**TASK**:
Find every line in the material below that contains the string "yellow", matching case exactly, and copy each of those lines.

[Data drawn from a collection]
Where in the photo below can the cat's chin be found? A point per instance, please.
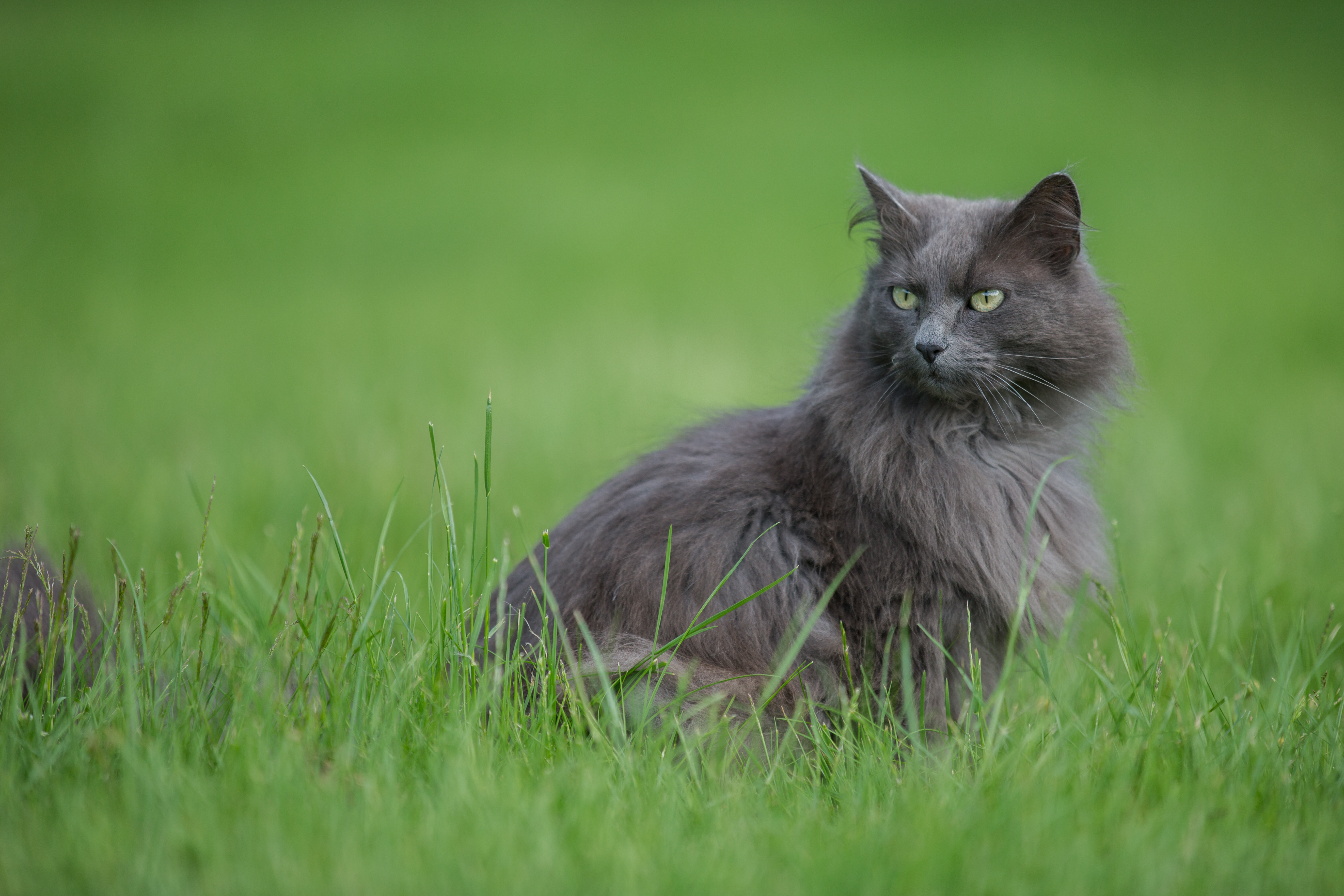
(941, 387)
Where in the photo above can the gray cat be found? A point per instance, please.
(975, 358)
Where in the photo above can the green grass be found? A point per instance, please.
(239, 241)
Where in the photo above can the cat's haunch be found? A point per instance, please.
(980, 353)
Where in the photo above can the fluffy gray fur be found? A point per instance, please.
(920, 438)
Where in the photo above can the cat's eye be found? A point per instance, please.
(904, 299)
(987, 300)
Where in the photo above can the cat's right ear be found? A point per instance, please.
(897, 228)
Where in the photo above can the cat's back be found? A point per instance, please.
(733, 465)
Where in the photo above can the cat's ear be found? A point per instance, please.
(897, 228)
(1049, 221)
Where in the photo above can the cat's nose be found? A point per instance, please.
(929, 350)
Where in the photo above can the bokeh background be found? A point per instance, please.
(237, 240)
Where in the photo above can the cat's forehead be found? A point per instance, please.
(953, 230)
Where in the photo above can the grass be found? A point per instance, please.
(240, 241)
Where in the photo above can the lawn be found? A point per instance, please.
(245, 248)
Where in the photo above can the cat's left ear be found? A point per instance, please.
(897, 228)
(1050, 221)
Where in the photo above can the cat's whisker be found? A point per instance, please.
(991, 407)
(1011, 387)
(1049, 385)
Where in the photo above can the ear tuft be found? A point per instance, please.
(897, 228)
(1049, 221)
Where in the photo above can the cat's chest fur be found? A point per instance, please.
(939, 508)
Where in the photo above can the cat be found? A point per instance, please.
(982, 350)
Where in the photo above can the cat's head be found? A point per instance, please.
(988, 300)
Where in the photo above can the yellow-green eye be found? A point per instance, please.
(904, 299)
(987, 300)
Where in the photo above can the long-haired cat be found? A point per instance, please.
(975, 358)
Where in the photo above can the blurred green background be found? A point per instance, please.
(237, 240)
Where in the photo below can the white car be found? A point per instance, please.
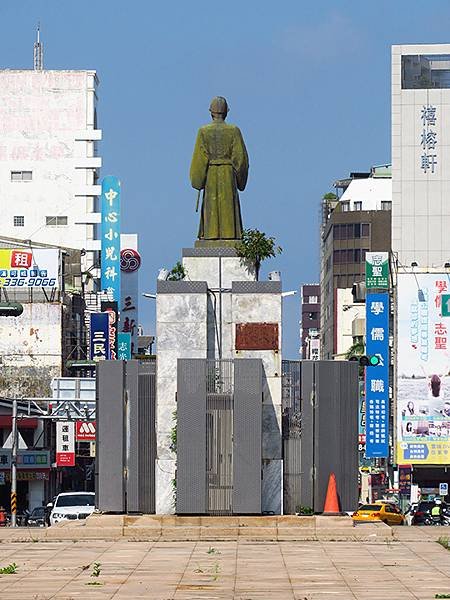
(72, 506)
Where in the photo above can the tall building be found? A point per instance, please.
(357, 220)
(310, 322)
(421, 154)
(421, 260)
(48, 158)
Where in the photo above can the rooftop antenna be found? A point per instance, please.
(38, 53)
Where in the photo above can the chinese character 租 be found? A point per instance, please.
(377, 385)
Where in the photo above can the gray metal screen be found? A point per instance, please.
(110, 448)
(219, 436)
(141, 439)
(191, 436)
(247, 437)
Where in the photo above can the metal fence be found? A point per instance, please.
(219, 436)
(291, 432)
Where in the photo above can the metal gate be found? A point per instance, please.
(219, 436)
(291, 432)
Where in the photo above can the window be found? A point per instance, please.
(21, 175)
(55, 221)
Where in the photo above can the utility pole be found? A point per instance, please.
(14, 467)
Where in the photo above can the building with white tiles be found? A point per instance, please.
(421, 154)
(48, 158)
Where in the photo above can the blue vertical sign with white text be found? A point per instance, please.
(110, 259)
(377, 378)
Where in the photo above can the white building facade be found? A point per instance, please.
(48, 158)
(421, 154)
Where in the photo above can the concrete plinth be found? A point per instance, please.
(198, 318)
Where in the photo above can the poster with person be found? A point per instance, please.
(423, 382)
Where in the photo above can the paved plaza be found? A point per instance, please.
(405, 569)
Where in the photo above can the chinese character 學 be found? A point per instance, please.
(377, 334)
(377, 307)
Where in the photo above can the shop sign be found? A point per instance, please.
(65, 444)
(29, 268)
(377, 377)
(124, 346)
(377, 270)
(99, 336)
(404, 479)
(110, 255)
(26, 459)
(111, 309)
(85, 431)
(423, 400)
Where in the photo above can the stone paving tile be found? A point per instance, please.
(415, 568)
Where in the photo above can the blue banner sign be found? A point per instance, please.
(377, 378)
(124, 346)
(99, 337)
(110, 259)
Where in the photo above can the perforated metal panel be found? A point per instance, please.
(110, 447)
(247, 442)
(191, 437)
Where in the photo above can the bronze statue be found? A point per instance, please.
(219, 167)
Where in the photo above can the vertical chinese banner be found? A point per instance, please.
(112, 311)
(130, 262)
(99, 347)
(423, 382)
(124, 346)
(377, 378)
(110, 257)
(65, 444)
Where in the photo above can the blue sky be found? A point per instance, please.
(307, 83)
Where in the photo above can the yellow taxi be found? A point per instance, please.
(378, 511)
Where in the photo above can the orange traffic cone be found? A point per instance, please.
(332, 499)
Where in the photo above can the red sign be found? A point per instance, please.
(65, 459)
(85, 431)
(21, 259)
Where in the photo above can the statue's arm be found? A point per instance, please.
(199, 164)
(240, 160)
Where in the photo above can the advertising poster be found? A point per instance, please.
(65, 444)
(29, 268)
(377, 377)
(423, 385)
(110, 231)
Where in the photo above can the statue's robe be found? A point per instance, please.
(220, 167)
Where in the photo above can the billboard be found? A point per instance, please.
(110, 258)
(377, 377)
(99, 336)
(377, 270)
(29, 268)
(423, 382)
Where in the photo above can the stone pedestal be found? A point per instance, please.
(199, 317)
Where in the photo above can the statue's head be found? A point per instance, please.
(218, 107)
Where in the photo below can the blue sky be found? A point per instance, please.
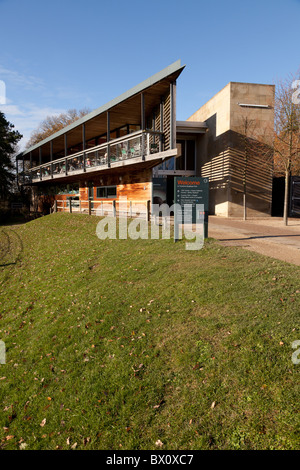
(66, 54)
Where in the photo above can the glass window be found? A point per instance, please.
(180, 159)
(111, 191)
(190, 155)
(107, 192)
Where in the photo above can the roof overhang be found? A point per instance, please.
(124, 109)
(191, 127)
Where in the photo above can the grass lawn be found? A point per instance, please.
(123, 344)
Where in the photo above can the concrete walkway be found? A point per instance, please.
(269, 237)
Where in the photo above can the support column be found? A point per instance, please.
(143, 124)
(173, 115)
(83, 146)
(51, 158)
(108, 138)
(161, 124)
(40, 161)
(66, 153)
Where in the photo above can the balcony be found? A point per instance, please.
(138, 145)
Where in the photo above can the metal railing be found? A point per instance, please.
(137, 144)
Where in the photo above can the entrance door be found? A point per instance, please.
(170, 190)
(91, 194)
(295, 197)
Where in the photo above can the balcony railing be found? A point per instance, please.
(137, 144)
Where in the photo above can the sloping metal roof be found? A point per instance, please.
(174, 69)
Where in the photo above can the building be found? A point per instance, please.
(134, 147)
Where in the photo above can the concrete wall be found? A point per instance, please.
(221, 153)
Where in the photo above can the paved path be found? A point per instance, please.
(266, 236)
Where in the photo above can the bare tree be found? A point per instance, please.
(52, 124)
(286, 135)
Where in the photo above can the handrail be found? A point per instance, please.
(98, 147)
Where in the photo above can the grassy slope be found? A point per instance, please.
(118, 344)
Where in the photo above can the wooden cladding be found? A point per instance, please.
(231, 167)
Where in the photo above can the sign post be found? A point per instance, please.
(191, 203)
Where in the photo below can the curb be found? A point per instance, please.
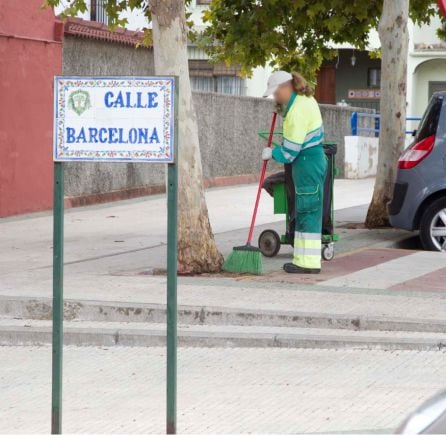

**FULL ANSWER**:
Where in the photo above can the yellow-green eye be found? A point per instance, please.
Where in the photo above can the yellow taxi be found? A point per instance, please.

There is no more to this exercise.